*** TEXT SHOWN

Last week, Maribel talked us about disease outbreaks, many of which are transmitted by insect vectors. In the last years, media has been reporting an increase of illnesses transmitted by insects and other arthropods. One of the latest cases was the outbreak of zika virus, which is transmitted by mosquitoes of the genus Aedes (the same one as the tiger or forest mosquito, Aedes albopictus). These insects, known as vectors, used to be distributed across tropical regions, but they have started to spread away from their native range.
In this article, you’ll learn what a vector is and why are they spreading around the world.
What is a vector?
In epidemiology, a vector is defined as an agent (either a human, animal or microorganism) that carries and transmits a pathogen or any other infectious agent from an infected organism to another, either directly via the blood flow or indirectly via the food, water or any other element a susceptible organism may be in contact with.

******
*** EXTRACTED RECORDS

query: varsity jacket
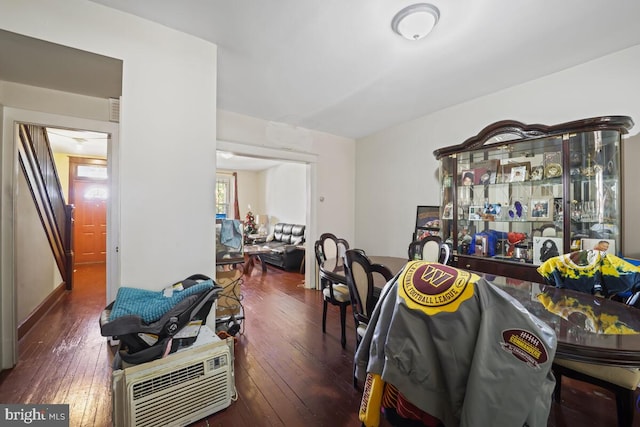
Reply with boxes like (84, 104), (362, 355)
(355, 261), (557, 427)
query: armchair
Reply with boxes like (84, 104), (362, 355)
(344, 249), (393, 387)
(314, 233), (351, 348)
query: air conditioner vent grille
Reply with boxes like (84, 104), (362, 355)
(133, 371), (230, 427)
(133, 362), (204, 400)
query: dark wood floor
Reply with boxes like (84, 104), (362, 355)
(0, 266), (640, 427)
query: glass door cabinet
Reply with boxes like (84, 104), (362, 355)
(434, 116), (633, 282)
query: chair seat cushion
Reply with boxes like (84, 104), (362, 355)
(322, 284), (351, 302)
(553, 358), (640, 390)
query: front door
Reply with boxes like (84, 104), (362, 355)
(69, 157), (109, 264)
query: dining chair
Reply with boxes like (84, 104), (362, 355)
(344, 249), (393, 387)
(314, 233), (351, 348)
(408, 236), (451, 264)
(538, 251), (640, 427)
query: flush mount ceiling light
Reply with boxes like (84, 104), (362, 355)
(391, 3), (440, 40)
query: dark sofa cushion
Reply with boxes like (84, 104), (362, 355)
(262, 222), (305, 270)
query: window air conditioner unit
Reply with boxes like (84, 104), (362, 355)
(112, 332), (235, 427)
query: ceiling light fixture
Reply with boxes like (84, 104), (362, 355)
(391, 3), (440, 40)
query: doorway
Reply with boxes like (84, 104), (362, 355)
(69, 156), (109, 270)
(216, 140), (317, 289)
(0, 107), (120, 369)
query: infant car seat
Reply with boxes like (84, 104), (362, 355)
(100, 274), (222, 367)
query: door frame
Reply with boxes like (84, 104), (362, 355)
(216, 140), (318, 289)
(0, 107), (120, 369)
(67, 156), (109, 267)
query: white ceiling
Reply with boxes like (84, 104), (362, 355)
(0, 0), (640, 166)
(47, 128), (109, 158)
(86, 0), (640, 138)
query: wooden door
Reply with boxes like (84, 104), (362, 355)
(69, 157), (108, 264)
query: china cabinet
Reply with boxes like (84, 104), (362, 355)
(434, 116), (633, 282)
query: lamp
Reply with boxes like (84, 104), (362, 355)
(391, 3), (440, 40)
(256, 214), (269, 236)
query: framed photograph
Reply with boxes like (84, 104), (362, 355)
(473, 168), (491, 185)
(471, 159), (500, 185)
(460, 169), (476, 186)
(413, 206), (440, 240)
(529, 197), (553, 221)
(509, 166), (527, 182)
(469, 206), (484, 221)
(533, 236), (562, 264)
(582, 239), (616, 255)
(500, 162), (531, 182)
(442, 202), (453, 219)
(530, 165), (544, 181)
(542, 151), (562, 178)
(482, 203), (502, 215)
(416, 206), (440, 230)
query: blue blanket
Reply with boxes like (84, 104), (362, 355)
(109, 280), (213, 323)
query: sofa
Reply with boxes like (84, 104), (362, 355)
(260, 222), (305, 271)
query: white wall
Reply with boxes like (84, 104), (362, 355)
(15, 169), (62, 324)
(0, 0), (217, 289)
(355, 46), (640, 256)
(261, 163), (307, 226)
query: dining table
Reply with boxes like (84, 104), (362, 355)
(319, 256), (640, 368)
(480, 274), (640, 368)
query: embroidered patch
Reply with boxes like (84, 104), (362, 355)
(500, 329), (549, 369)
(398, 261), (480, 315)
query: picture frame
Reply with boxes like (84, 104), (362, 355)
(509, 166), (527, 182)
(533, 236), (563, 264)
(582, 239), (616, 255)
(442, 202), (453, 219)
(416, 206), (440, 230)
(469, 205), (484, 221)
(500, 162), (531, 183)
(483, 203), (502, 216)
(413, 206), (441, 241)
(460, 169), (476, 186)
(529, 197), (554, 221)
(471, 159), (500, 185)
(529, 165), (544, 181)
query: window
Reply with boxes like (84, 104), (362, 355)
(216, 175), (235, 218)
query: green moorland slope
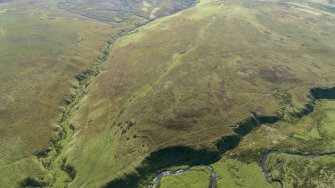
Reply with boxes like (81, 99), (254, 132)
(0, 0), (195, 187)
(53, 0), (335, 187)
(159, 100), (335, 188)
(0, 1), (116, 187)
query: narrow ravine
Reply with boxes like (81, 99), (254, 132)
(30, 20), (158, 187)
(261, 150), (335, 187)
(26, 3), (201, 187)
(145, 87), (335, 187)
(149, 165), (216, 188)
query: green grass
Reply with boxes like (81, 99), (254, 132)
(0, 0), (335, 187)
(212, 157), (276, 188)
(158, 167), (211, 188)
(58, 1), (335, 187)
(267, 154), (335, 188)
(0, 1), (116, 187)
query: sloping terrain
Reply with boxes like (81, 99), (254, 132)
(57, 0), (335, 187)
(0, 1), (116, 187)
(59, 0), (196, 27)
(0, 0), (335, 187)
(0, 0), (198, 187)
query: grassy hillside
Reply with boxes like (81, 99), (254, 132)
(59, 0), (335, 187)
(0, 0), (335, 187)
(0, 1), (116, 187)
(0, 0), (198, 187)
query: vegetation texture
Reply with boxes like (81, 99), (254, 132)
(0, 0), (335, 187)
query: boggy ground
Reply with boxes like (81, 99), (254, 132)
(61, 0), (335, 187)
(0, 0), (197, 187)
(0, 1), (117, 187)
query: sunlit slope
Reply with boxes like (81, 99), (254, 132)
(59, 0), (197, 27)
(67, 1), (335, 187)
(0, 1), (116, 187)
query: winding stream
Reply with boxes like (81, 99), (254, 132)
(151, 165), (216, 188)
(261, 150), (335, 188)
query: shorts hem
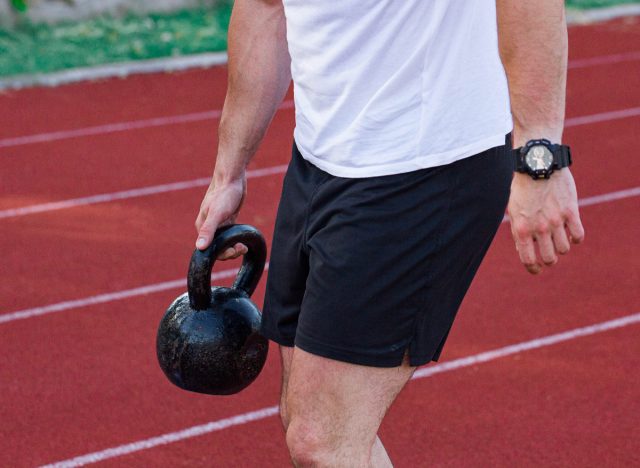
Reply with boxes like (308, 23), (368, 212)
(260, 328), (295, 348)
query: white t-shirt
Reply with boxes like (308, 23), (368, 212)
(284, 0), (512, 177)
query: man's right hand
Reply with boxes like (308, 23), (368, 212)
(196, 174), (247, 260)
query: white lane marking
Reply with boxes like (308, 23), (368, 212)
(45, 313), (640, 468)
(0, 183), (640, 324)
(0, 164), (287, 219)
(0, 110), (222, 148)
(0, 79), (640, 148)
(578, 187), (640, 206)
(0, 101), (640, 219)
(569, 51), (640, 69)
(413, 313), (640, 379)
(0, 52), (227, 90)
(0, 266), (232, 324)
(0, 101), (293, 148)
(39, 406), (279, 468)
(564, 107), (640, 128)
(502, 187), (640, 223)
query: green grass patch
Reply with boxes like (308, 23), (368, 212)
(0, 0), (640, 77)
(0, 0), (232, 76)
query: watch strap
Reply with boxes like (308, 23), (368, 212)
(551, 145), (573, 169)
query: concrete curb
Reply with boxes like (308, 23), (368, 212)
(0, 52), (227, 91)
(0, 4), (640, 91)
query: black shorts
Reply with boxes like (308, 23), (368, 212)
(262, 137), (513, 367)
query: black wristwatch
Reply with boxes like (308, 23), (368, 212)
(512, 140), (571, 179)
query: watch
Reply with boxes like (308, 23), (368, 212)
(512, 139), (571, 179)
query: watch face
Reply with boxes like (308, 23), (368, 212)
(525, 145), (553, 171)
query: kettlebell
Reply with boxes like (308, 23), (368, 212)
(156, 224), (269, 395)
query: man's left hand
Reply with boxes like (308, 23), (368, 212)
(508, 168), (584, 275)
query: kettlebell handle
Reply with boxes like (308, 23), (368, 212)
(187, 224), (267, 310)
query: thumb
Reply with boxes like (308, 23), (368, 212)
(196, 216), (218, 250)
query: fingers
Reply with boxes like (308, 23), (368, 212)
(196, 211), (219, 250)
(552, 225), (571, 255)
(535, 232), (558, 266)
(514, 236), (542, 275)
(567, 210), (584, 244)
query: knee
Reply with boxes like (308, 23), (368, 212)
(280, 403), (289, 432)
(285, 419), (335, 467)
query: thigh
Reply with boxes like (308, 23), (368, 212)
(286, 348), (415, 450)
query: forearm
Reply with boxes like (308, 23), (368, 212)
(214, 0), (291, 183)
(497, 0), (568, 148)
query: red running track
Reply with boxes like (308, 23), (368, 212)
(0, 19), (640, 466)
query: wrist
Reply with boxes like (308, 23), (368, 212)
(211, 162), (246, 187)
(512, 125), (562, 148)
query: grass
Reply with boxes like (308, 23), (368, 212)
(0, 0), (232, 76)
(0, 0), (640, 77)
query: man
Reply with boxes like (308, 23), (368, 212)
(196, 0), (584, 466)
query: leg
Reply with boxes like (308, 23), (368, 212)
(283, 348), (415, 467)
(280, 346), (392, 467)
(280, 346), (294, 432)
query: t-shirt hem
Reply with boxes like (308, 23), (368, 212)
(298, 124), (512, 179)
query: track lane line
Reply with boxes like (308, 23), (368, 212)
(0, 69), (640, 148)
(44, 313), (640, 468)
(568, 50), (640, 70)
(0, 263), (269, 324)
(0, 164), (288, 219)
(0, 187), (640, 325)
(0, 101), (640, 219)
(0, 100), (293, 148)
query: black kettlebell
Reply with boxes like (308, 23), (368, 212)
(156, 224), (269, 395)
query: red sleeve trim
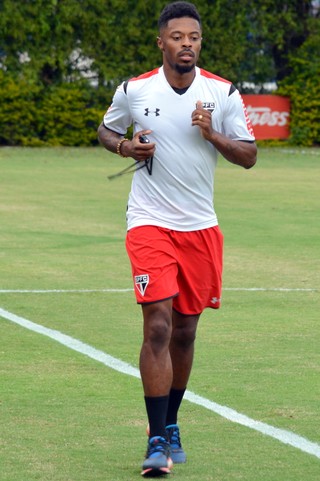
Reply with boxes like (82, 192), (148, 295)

******

• **WHAT IS NEEDED**:
Reproduce verbatim the passage of the text on insect disease vectors from "What is a vector?" up to and including "in contact with.".

• **EXERCISE RESPONSE**:
What is a vector?
In epidemiology, a vector is defined as an agent (either a human, animal or microorganism) that carries and transmits a pathogen or any other infectious agent from an infected organism to another, either directly via the blood flow or indirectly via the food, water or any other element a susceptible organism may be in contact with.